▸ **THE DATA**:
- - -

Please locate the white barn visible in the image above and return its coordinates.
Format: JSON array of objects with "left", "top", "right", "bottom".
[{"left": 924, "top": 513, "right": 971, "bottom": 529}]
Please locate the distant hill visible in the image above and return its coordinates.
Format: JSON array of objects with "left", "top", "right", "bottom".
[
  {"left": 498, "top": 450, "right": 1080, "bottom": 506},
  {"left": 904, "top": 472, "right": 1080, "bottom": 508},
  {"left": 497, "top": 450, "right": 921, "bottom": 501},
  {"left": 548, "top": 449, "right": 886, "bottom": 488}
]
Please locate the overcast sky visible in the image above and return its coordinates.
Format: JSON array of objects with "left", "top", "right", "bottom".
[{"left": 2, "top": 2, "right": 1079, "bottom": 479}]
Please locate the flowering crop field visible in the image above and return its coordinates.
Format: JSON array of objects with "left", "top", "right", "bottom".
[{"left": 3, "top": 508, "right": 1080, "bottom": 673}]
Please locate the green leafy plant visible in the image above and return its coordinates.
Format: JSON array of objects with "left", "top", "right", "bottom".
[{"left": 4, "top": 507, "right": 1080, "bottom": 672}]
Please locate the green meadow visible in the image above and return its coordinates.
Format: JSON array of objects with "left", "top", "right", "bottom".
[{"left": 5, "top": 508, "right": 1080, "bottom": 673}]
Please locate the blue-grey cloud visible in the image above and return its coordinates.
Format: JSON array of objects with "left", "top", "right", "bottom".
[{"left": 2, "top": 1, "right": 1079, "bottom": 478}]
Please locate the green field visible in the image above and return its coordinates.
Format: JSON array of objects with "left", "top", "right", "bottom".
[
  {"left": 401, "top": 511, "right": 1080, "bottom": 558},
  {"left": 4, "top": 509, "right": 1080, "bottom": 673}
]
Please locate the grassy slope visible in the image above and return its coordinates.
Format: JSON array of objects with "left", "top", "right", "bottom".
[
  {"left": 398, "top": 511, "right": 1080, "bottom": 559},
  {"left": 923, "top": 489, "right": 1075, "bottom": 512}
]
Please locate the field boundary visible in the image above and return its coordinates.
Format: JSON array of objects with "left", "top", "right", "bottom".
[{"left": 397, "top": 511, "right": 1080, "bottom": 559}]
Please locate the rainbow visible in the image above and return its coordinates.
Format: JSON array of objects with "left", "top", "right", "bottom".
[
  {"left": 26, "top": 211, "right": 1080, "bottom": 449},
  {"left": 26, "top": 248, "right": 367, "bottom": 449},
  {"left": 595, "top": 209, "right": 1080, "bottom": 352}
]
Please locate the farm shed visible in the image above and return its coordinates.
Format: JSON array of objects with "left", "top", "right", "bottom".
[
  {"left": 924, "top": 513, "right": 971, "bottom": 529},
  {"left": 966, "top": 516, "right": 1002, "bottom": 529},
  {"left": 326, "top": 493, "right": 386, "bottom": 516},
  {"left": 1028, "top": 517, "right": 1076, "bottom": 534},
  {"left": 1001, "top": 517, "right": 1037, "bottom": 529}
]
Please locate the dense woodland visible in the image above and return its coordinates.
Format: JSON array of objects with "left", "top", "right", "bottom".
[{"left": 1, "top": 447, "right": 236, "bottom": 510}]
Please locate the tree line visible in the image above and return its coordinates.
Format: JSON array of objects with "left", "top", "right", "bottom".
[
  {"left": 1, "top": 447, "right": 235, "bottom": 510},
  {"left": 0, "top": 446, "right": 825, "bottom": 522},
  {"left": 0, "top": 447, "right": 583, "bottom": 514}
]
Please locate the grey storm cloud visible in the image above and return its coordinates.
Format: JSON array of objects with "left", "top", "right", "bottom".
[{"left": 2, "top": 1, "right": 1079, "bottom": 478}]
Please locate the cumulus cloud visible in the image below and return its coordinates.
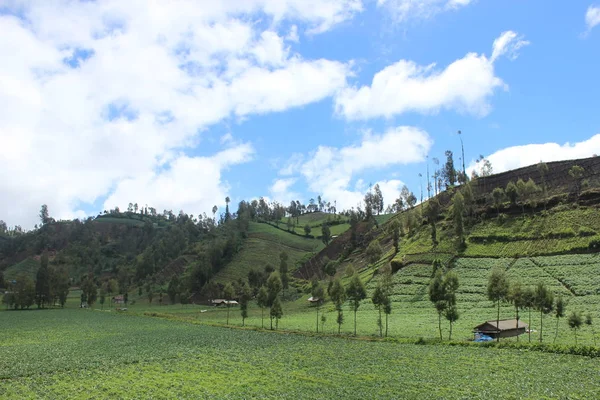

- - -

▸ **TRY IT**: Across the records above, return every line that contains the word "cloud".

▸ **SOLUTION BELOW**:
Please locate the blue-grey cloud visible in the image above and return its coordinates.
Please locate the grey storm cloud visible in the image above and return its coordinates.
Please locate the cumulus cloud visible in the image below and return its coordinates.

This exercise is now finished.